S'il vous plaît, indiquez en quelle année fut écrite la phrase « Écrire — pour se connaître — et voilà tout », d'après l'extrait fourni sur Valéry.

- _Extrait fourni_:
——

9On n’en finirait pas de citer les pages où s’inscrivent, et d’ailleurs se modulent, ces deux pôles — et je mettrais volontiers en regard encore ces deux formules abruptes : « Écrire — pour se connaître — et voilà tout » (C, IV, 199) ; et d’autre part : « Écrire c’est avoir besoin des autres » (C, XI, 855). Or, cette fois encore, il n’est évidemment pas indifférent que la première phrase soit écrite en 1910, à l’époque du repli et des spéculations toutes personnelles.  Ce qui s’est joué autour de 1892 a trouvé là l’une de ses conséquences majeures, et la limite extrême de cette position, écrire pour se connaître — mais aussi pour mieux renforcer ses pouvoirs —, la limite serait une littérature dont la réalisation resterait virtuelle, idée secrètement liée à l’exigeante figure de Monsieur Teste à qui, « s’il eût tourné contre le monde la puissance régulière de son esprit », rien n’aurait résisté (Œ, II, 19). Et deux ans avant La Soirée, déjà, c’était la confidence de Valéry à Mallarmé, au cours de cette conversation du quai d’Orsay que j’évoquais tout à l’heure, confidence où il mentionnait son rêve « d’un être qui eût les plus grands dons — pour n’en rien faire — s’étant assuré de les avoir » (C, XII, 600). D’une certaine manière, l’idée de la littérature, c’est toujours également pour lui l’idée d’une littérature pure entendue seulement comme la projection tacite, secrète, du pouvoir de l’écrire sans avoir à jamais en avancer les preuves devant quiconque. Dans l’idée valéryenne de littérature, deux éléments doivent donc être strictement appariés : d’un côté, toutes les formes de mise à distance du public qui seraient ici un tout autre chapitre ; et de l’autre, la dimension intellectuelle que je disais en ce qu’elle suppose une manière d’autarcie ou, pour parler comme Valéry, de robinsonnisme.

——

- _Données fournies_:
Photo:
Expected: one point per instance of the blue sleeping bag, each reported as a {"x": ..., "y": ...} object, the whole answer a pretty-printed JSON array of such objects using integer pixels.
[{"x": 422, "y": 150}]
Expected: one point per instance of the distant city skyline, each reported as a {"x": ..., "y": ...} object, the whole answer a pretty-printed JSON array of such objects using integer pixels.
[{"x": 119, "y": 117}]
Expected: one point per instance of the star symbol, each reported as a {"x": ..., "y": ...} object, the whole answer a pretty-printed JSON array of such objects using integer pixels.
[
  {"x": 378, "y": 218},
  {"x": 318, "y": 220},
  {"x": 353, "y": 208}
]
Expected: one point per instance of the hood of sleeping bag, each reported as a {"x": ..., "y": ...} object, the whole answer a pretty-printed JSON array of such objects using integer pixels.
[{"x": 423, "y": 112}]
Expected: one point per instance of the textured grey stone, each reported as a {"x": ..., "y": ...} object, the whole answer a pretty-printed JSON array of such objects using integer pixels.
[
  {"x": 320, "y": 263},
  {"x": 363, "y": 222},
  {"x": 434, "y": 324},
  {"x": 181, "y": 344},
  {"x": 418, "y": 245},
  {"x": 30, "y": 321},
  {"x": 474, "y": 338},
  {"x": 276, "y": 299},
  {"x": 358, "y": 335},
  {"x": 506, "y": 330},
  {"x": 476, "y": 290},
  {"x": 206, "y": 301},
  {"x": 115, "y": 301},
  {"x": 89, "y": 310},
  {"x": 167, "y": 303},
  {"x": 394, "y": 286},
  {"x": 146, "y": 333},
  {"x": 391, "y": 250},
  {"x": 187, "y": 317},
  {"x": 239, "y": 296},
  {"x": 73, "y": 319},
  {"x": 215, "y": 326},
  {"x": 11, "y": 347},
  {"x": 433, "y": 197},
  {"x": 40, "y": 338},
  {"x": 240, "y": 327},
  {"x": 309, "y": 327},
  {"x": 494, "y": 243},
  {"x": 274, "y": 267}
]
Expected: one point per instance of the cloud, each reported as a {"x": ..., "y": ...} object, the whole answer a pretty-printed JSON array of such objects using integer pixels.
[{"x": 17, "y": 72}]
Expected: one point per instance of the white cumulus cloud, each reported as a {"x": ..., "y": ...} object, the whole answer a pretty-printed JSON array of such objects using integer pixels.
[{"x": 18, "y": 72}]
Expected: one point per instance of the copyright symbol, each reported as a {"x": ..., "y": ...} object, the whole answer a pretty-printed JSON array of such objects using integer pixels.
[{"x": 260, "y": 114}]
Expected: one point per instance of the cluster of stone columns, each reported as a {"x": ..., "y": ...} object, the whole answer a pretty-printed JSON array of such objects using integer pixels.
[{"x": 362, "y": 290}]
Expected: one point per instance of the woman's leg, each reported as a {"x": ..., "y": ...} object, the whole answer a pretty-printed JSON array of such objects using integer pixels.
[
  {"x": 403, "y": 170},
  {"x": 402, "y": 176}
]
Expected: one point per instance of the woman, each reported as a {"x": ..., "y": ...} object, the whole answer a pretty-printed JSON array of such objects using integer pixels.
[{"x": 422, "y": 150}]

——

- _Réponse rédigée_: Elle a été écrite en 1910.